EXERCISE TASK: Rewrite the lines below with "dark storm cloud" changed to "thundercloud" everywhere, leaving everything else untouched, and omit the pictures from your version.
--- Start of DATA SHOWN ---
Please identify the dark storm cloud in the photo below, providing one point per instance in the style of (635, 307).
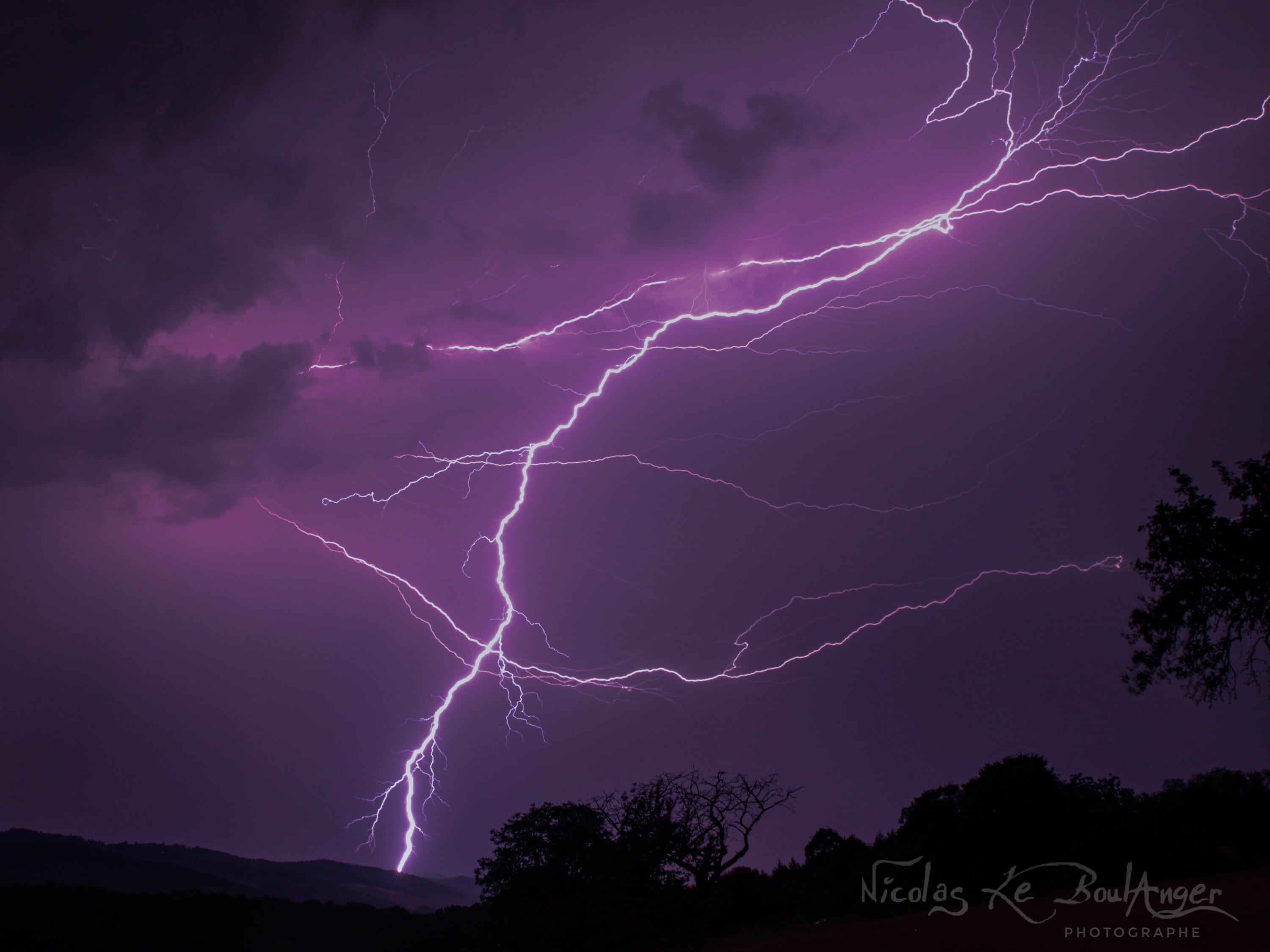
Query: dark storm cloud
(671, 219)
(547, 238)
(390, 357)
(131, 187)
(209, 234)
(196, 424)
(729, 158)
(80, 77)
--- End of DATA SHOWN ---
TASK ANSWER:
Please identify the thundercloud in the photo below, providing one point per instance in the style of (635, 307).
Query: thundercloud
(671, 219)
(547, 238)
(390, 357)
(131, 187)
(209, 234)
(196, 424)
(729, 158)
(80, 77)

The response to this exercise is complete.